(Stored data)
--

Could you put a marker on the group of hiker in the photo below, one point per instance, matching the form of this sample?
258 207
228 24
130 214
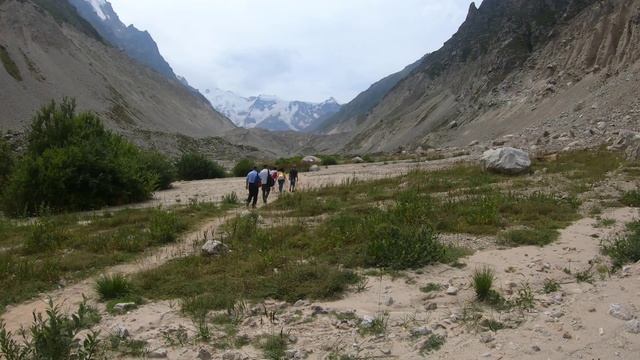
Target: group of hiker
266 179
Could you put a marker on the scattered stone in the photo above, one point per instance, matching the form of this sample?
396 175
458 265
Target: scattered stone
621 312
431 306
204 354
120 331
633 326
486 337
123 307
506 160
421 331
319 310
214 248
158 354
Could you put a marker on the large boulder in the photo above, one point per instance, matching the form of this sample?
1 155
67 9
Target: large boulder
311 160
506 160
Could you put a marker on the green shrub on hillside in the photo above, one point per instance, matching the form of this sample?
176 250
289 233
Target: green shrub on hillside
194 166
160 165
243 167
74 163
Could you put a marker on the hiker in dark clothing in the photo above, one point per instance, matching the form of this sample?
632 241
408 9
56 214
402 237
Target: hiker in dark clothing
293 179
253 185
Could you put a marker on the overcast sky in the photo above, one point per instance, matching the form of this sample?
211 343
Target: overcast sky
295 49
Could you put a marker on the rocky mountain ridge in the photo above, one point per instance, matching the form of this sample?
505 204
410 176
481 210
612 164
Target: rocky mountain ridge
516 69
47 55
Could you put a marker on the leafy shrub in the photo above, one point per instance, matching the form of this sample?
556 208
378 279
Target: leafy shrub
53 337
159 165
111 287
74 163
44 235
625 249
483 282
194 166
243 167
165 227
402 248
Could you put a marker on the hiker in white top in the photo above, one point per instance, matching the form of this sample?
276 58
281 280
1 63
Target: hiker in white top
267 183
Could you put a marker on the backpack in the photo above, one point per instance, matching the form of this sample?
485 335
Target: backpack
270 181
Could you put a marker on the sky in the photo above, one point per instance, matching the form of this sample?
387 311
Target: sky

--

● Objective
Extract every line from the one containing "Could you put a marker on the large" through the last line of the data, inclusive, exactly as written.

● Finished answer
Could you put a marker on the large boulder in the photo above, one point per instance, matching the form of this sample?
1 155
67 9
Target: large boulder
311 160
506 160
Could you put a marker on the green shrub on hillside in the photo above, one point per instance, matching the form of this sample?
176 250
289 233
Target: green shrub on hillside
194 166
160 165
243 167
74 163
Could you put a marker on the hiker in dark clothing in the photo above, one point per instance, matching the form of this sample?
632 241
408 9
56 214
402 237
Target: hiker in dark clothing
293 179
253 185
Could you put a marker on the overcast sky in the photo above, one point per instance, matching the form of this sample?
211 343
Target: overcast sky
295 49
Could you put a marker on the rocky mountain ridge in the photo above, one point per instance, matching the form of this sample?
505 204
410 176
481 210
612 164
Target: rocky mountain ridge
516 69
47 55
Could you put a marker on the leafy shrub in the photo above, one point per instance, matching the form of this sample?
556 208
378 279
Target: leafy shrub
53 337
159 165
111 287
74 163
44 235
625 249
483 282
194 166
243 167
165 227
402 248
Could you put a marker on the hiker in white top in the photo above, one point per instance, matching the form of this sample?
276 58
281 280
1 63
Target: hiker in white top
267 183
Could you put a marker on the backpack in the photo above, one point per instance, matching the form of this sample?
485 335
Target: backpack
270 181
Could you put a marker on the sky in the photo above, one point per instance, matching the form of this sample?
387 311
Target: sky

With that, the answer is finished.